TAAKGEGEVENS:
###

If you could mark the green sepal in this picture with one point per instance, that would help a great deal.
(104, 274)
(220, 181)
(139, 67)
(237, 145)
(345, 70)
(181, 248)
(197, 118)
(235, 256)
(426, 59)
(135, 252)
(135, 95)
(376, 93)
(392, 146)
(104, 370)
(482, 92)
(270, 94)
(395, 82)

###

GEGEVEN OPDRACHT:
Kun je alle records hierboven weergeven als CSV met de twee kolommen tekst en antwoord, met één rij per record? Zet elk veld tussen aanhalingstekens en vervang regeleinden door spaties.

UITGEWERKTE OEFENING:
tekst,antwoord
"If you could mark the green sepal in this picture with one point per instance, that would help a great deal.","(104, 274) (220, 181) (139, 67) (237, 145) (345, 70) (181, 248) (197, 118) (235, 256) (426, 59) (135, 252) (135, 95) (376, 93) (392, 146) (104, 370) (482, 92) (270, 94) (395, 82)"